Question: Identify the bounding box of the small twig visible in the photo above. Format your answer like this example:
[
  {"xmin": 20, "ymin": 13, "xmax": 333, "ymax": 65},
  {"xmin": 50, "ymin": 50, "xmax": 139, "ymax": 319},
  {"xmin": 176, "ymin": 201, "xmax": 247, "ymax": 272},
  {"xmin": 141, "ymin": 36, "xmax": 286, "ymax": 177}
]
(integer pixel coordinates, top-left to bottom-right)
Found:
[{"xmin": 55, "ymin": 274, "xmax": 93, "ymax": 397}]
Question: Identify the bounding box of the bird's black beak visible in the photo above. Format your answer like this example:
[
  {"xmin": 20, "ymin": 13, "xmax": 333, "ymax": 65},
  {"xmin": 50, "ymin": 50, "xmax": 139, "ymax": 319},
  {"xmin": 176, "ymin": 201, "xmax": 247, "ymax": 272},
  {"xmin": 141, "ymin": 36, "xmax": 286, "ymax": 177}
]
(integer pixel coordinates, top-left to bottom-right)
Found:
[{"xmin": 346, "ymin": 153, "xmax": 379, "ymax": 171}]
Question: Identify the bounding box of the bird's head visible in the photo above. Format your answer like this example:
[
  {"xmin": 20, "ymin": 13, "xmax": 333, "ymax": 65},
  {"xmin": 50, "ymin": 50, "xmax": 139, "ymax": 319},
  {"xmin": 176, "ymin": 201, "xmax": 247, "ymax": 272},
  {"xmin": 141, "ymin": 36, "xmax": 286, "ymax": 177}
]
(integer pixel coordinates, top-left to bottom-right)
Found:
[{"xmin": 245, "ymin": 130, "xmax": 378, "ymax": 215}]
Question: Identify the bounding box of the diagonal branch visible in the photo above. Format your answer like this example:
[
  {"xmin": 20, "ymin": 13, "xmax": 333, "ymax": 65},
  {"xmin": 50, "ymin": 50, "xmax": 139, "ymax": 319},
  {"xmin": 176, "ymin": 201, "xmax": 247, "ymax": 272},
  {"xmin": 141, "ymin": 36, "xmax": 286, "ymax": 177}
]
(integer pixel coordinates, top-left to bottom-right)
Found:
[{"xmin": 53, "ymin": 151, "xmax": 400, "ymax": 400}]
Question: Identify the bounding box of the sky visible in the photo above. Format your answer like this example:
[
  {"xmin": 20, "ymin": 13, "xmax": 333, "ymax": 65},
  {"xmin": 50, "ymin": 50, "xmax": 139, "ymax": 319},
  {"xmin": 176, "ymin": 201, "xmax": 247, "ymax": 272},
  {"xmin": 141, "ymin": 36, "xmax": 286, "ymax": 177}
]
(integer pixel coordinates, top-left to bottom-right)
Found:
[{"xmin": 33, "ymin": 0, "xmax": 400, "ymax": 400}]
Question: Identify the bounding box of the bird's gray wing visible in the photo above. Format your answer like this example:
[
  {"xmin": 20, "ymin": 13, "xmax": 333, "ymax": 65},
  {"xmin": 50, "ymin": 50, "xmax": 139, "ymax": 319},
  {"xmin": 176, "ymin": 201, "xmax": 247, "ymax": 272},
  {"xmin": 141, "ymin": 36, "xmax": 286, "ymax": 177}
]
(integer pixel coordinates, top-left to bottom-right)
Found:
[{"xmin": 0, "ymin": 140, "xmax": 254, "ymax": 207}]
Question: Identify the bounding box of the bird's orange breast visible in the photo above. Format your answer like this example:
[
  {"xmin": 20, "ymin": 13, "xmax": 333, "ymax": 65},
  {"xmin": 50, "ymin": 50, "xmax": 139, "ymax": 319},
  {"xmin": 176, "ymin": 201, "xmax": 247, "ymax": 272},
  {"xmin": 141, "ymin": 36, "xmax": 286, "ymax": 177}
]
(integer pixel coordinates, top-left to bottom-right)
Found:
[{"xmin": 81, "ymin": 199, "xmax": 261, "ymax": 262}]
+--
Required task — Rescale the lines running from the one containing "Question: Identify the bounding box of the bird's gray" through the last line, inclusive, repeating every line with the requests included. Multiply each coordinate in the answers by 2.55 and round it to a whole number, with halves rounded up, but leave the numbers in the requests and their format samples unchanged.

Task result —
Question: Identify the bounding box of the bird's gray wing visible in the photo above. Format your answer like this example:
[
  {"xmin": 20, "ymin": 13, "xmax": 333, "ymax": 65},
  {"xmin": 50, "ymin": 50, "xmax": 139, "ymax": 319},
  {"xmin": 176, "ymin": 201, "xmax": 247, "ymax": 272},
  {"xmin": 141, "ymin": 36, "xmax": 286, "ymax": 177}
]
(integer pixel coordinates, top-left to bottom-right)
Found:
[{"xmin": 0, "ymin": 357, "xmax": 648, "ymax": 528}]
Question: Identify the bounding box of the bird's orange breast visible in the photo above. Format your answer like this example:
[
  {"xmin": 20, "ymin": 13, "xmax": 333, "ymax": 65},
  {"xmin": 50, "ymin": 50, "xmax": 139, "ymax": 319},
  {"xmin": 176, "ymin": 201, "xmax": 247, "ymax": 272},
  {"xmin": 141, "ymin": 36, "xmax": 286, "ymax": 177}
]
(integer pixel coordinates, top-left to bottom-right)
Found:
[{"xmin": 207, "ymin": 507, "xmax": 666, "ymax": 668}]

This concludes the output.